#### PASSAGE
Start

Tim’s Quick Answer: Both Vibrance and Saturation enable you to increase (or decrease) the saturation of colors in a photo. The key difference is that Saturation is a linear adjustment, affecting all colors in the same way, while Vibrance includes some variation that helps balance the saturation levels in the photo and also protects skin tones from getting over-saturated.

More Detail: The Vibrance adjustments are available in Photoshop (including as an adjustment layer), in Adobe Camera Raw, and in Lightroom Classic (as well as the non-classic version of Lightroom) via the Develop module.

I think of Vibrance as an updated and more “intelligent” version of Saturation. Both Vibrance and Saturation enable you to increase or decrease the saturation, or purity, of colors in your photos.

Vibrance provides a couple of key advantages compared to Saturation. First, Vibrance protects skin tones from getting over-saturated. When skin tones get too saturated, they can look very artificial and over-processed, so this is a helpful feature for any photos that include people.

Vibrance also has a variable effect on colors, which helps avoid over-saturated colors while still enabling you to boost the colors that need the most help. Put simply, colors that are not very saturated will get more of a boost than colors that already have a relatively high saturation level. I think of this as the Vibrance control “putting the brakes” on saturation levels once they get too high.

End

#### WRITTEN TASKS
1. In the passage on Vibrance and Saturation, what does Vibrance keep from becoming over-saturated?
2. Resume the passage on Vibrance and Saturation, picking up after its final sentence.

#### DATA LINES
Start

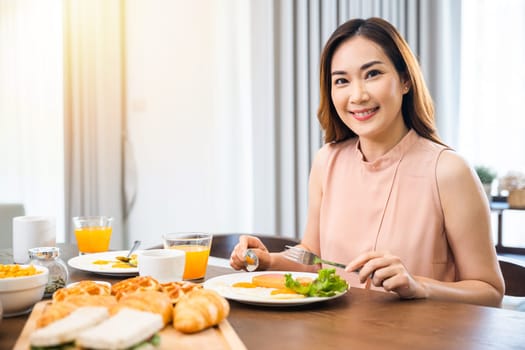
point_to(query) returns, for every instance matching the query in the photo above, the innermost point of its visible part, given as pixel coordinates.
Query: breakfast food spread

End

#### ANSWERS GIVEN
1. Skin tones.

2.
Because of these advantages of the Vibrance adjustment, this is my go-to tool for adjusting saturation levels in my images. However, both Vibrance and Saturation can work together very well.

I often start by increasing saturation levels with Vibrance until there is a good balance between the colors that had low saturation to begin with and the colors that already had relatively high saturation. When I’ve achieved this balance, very often the overall saturation in the image is a little too high. A little bit of a negative value for the Saturation adjustment provides a perfect solution.

So, I recommend using Vibrance as a good starting point for adjusting the color saturation in your photos, and then possibly make use of the Saturation adjustment as needed to fine-tune the overall result.